[Source excerpt]
Jason Shulman, Moving Pictures at Ashley Saville Gallery, Fleet Street, London, May 2026  – Word is the opening was packed, that nothing could be properly seen in terms of the art on the walls, that it was quite a party: always good to see a new art space opening, this one is smack bang in the middle of London’s Fleet Street and that glorious bookshelf of every architectural style ever that the street offers those who look up. It was always going to be the better option to go see this latest Jason Shulman exhibition at the new Ashley Saville Gallery on the first proper day rather than on the opening night.  

Jason Shulman is an always interesting artist, you never quite know what you might get next, where he might take it, yet somehow it all makes perfect sense in terms of his identity as an artist. The gallery statement talks of him as a “romantic artist” and points out his themes – loss, memory, nostalgia, death, the porous membrane between joy and pain, time and space, forgetting and remembering…” – Time and space particularly jumps off the walls here, well not so much jumps as much as it quietly suggests. Working, as he often does, with light, with illusion and yes, that with those suggestions; this time via photography, emotionally moving images of moving images, long exposure pieces, photographs of moving pictures that play with time (is play the right word here? These are surely not playful pieces, although, maybe they are?).

“His first photographic work along these lines was the well-known Photographs of Films series, in which he gathers the entirety of a feature film into a single image. The ‘kiss’ photographs shown today are a refinement of this idea. By subjecting screen kisses to this process, he shows us the essence, not just the image, of a kiss – the impulse as well as the consummation: so the face of the unkissed, the not-yet kissed co-exists with the kiss itself”.

But then, alongside the kiss pieces, or the long exposure of Disney’s Lady and The Tramp and that spaghetti moment there’s the potential uneasiness of those slurred shots of masturbating men at the moment of climax. Shulman, so we are told, is ‘not at all uncomfortable’ with his masturbators. ‘Everyone does it. Why are we so weird about it?’ – No, it isn’t uncomfortable to look at them in these Cum Shots blurred and (almost) beautiful, and it certainly makes for an interesting scan along the gallery wall (and the question of where’s the cum has landed?) before you go back to other wall and the stand-alone piece that is now the almost orgasmic joy of Roger Bannister (orgasmic now that you look at it in this context or maybe it always was?) and that four minute mile barrier being broken in very English 1950s grey rather then black and white.

Items from a dataset
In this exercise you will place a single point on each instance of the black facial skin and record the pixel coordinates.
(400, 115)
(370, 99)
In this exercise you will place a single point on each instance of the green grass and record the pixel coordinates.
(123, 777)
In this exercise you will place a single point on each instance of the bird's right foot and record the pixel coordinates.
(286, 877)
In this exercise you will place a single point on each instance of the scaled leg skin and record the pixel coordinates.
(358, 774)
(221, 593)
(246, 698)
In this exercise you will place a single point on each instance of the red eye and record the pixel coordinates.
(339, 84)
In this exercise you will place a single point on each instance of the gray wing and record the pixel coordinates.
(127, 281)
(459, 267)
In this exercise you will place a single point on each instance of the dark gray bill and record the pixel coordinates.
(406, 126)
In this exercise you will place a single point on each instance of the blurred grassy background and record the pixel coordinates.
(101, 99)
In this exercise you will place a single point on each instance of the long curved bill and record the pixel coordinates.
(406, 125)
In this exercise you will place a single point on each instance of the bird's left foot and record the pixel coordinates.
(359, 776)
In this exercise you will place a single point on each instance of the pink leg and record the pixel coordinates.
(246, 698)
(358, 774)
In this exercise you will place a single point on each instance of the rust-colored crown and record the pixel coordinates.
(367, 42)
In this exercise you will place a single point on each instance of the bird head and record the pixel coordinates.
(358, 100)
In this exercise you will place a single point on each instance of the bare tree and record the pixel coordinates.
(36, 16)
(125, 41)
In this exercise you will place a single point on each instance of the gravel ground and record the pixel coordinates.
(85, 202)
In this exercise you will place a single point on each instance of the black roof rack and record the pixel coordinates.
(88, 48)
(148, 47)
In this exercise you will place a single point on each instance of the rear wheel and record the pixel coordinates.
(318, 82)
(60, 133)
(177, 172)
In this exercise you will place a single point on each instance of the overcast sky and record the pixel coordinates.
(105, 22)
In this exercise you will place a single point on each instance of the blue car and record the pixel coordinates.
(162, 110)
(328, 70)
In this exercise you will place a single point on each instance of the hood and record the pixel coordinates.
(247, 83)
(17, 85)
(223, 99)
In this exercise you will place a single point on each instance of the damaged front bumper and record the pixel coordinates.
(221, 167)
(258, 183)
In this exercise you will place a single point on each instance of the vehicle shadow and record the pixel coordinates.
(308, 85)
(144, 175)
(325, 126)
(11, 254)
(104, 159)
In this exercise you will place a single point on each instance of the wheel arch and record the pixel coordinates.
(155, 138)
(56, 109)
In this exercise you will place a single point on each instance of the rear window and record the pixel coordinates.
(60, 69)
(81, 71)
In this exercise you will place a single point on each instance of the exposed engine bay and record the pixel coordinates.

[Exercise task] Copy the part of the review of the Jason Shulman exhibition starting at "Jason Shulman, Moving" and ending at "the opening night.".

[Response to the exercise]
Jason Shulman, Moving Pictures at Ashley Saville Gallery, Fleet Street, London, May 2026  – Word is the opening was packed, that nothing could be properly seen in terms of the art on the walls, that it was quite a party: always good to see a new art space opening, this one is smack bang in the middle of London’s Fleet Street and that glorious bookshelf of every architectural style ever that the street offers those who look up. It was always going to be the better option to go see this latest Jason Shulman exhibition at the new Ashley Saville Gallery on the first proper day rather than on the opening night.